From the data below, pull out every line that contains the word "post" and copy each one in full.

* start Data section *

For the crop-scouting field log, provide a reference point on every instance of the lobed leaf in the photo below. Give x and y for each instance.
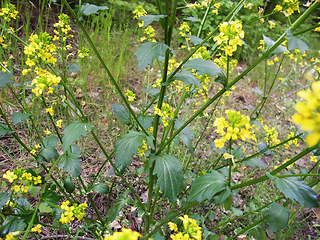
(169, 172)
(73, 132)
(277, 217)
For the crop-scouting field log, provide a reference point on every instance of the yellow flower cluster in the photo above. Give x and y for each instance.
(9, 12)
(131, 96)
(44, 80)
(238, 127)
(11, 236)
(62, 27)
(272, 135)
(125, 234)
(70, 213)
(308, 113)
(230, 36)
(165, 112)
(191, 229)
(22, 179)
(143, 148)
(40, 47)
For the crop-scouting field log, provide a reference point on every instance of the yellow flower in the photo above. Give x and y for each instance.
(308, 113)
(50, 111)
(126, 234)
(10, 176)
(58, 123)
(36, 228)
(47, 132)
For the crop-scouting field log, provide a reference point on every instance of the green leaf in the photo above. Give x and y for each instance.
(148, 19)
(73, 132)
(187, 78)
(47, 154)
(19, 117)
(169, 172)
(295, 189)
(88, 9)
(73, 68)
(126, 147)
(255, 162)
(50, 141)
(148, 52)
(69, 185)
(207, 67)
(4, 130)
(145, 121)
(207, 186)
(264, 149)
(100, 188)
(43, 208)
(196, 40)
(295, 42)
(277, 217)
(121, 113)
(113, 212)
(4, 197)
(51, 197)
(269, 42)
(12, 224)
(5, 78)
(71, 162)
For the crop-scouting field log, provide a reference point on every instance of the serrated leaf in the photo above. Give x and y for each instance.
(187, 78)
(295, 42)
(88, 9)
(73, 132)
(69, 185)
(126, 147)
(269, 42)
(4, 198)
(169, 172)
(71, 162)
(113, 212)
(207, 186)
(100, 188)
(277, 217)
(5, 78)
(196, 40)
(148, 19)
(207, 67)
(255, 162)
(148, 52)
(295, 189)
(19, 117)
(121, 113)
(73, 68)
(4, 130)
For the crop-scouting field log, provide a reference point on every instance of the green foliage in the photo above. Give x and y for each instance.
(169, 172)
(207, 186)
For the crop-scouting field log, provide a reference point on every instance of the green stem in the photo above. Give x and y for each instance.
(38, 204)
(280, 168)
(115, 84)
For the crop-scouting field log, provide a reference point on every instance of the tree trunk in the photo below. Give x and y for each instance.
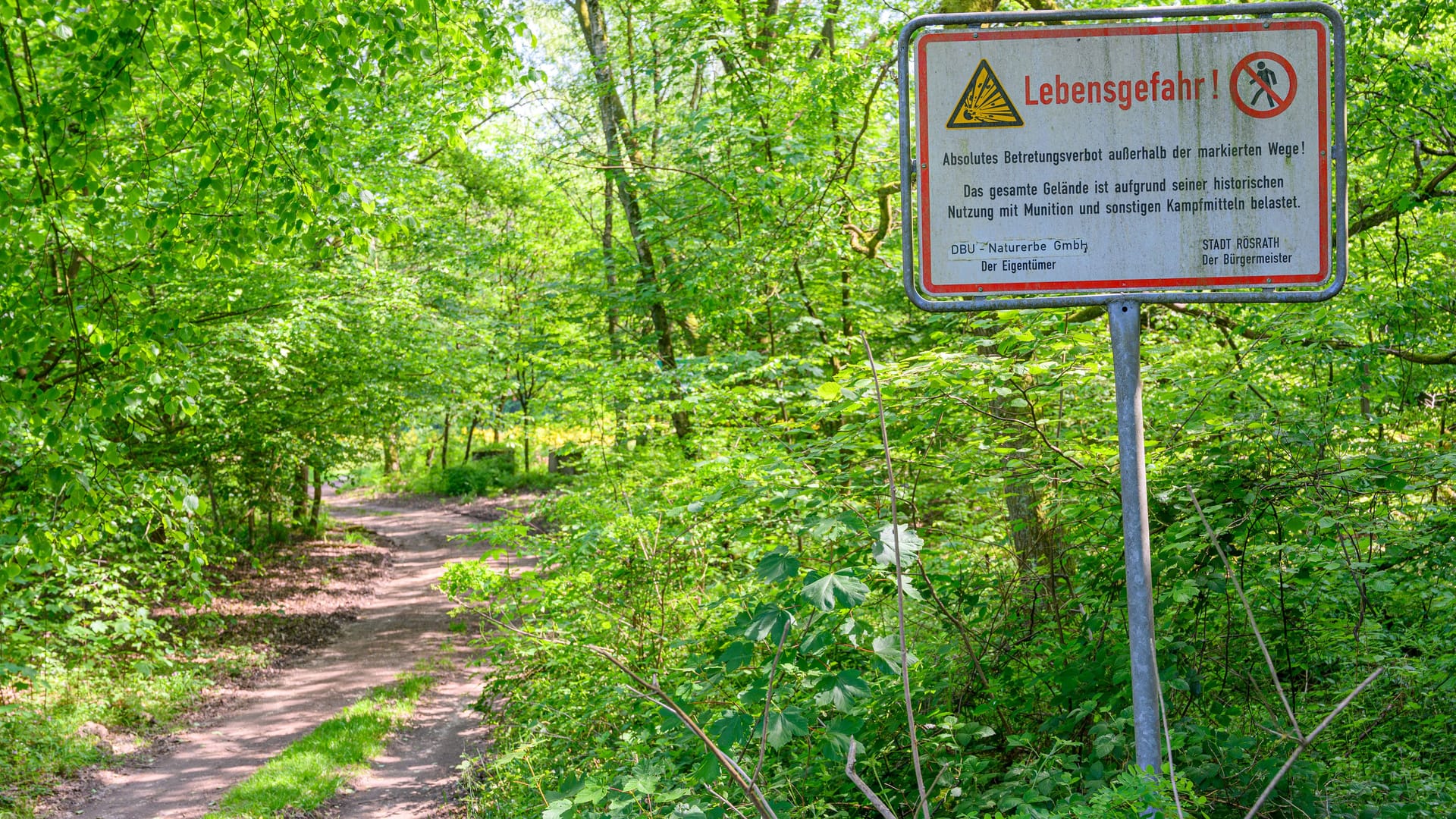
(526, 438)
(300, 493)
(391, 453)
(444, 447)
(469, 438)
(615, 133)
(318, 500)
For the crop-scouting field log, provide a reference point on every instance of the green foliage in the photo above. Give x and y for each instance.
(316, 765)
(49, 729)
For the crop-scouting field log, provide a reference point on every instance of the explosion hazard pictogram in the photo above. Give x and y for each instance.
(984, 104)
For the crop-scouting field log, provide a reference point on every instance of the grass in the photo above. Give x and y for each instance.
(316, 765)
(44, 732)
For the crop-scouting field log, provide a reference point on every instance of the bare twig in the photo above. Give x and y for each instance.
(900, 586)
(1307, 742)
(1248, 610)
(849, 771)
(653, 692)
(767, 700)
(1168, 735)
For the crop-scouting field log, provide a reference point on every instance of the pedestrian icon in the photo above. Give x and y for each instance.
(1264, 77)
(1263, 85)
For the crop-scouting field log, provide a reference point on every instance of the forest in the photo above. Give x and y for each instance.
(634, 259)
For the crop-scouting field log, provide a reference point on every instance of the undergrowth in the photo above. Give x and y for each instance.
(315, 767)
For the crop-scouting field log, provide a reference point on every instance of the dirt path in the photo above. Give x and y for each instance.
(403, 623)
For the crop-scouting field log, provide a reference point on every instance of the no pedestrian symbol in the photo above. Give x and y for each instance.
(1263, 85)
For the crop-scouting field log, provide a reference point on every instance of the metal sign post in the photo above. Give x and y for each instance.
(1164, 161)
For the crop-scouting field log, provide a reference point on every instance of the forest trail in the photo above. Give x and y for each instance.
(406, 621)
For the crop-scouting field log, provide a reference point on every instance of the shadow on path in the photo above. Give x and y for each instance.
(403, 623)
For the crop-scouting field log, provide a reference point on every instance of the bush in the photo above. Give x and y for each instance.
(478, 477)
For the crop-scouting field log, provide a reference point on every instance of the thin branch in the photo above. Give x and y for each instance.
(849, 771)
(1248, 610)
(654, 692)
(767, 700)
(865, 241)
(1307, 744)
(900, 585)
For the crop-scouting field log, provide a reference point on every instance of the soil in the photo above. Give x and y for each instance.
(356, 617)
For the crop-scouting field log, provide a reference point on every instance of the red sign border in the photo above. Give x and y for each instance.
(1238, 74)
(1125, 284)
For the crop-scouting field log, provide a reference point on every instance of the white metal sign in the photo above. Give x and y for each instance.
(1177, 155)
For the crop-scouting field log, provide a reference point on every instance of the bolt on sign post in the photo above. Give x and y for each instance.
(1117, 158)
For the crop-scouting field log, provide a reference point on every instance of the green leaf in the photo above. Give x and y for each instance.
(736, 654)
(590, 792)
(778, 566)
(840, 588)
(769, 623)
(644, 779)
(846, 689)
(887, 649)
(786, 725)
(731, 730)
(909, 542)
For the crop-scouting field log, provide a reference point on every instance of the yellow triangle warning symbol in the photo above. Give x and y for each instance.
(984, 104)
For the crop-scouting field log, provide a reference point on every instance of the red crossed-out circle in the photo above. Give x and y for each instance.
(1244, 72)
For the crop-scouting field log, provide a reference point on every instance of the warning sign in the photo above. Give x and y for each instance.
(984, 104)
(1177, 155)
(1263, 74)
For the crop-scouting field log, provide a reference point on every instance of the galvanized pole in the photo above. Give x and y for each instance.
(1123, 316)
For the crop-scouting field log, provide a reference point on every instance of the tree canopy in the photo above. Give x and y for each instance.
(245, 248)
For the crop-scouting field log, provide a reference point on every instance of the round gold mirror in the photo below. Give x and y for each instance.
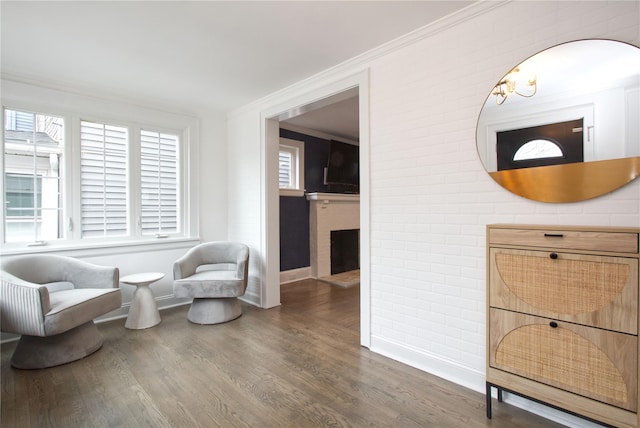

* end Data section *

Written solution ::
For the crop-scouting field log, provide a reference point on every instance of the metal sign post in the photo above. Give x and y for each instance.
For the crop-scouting field log, provide a reference point on every instance of the bolt on sign post in the photo above. Give x and y for each instance.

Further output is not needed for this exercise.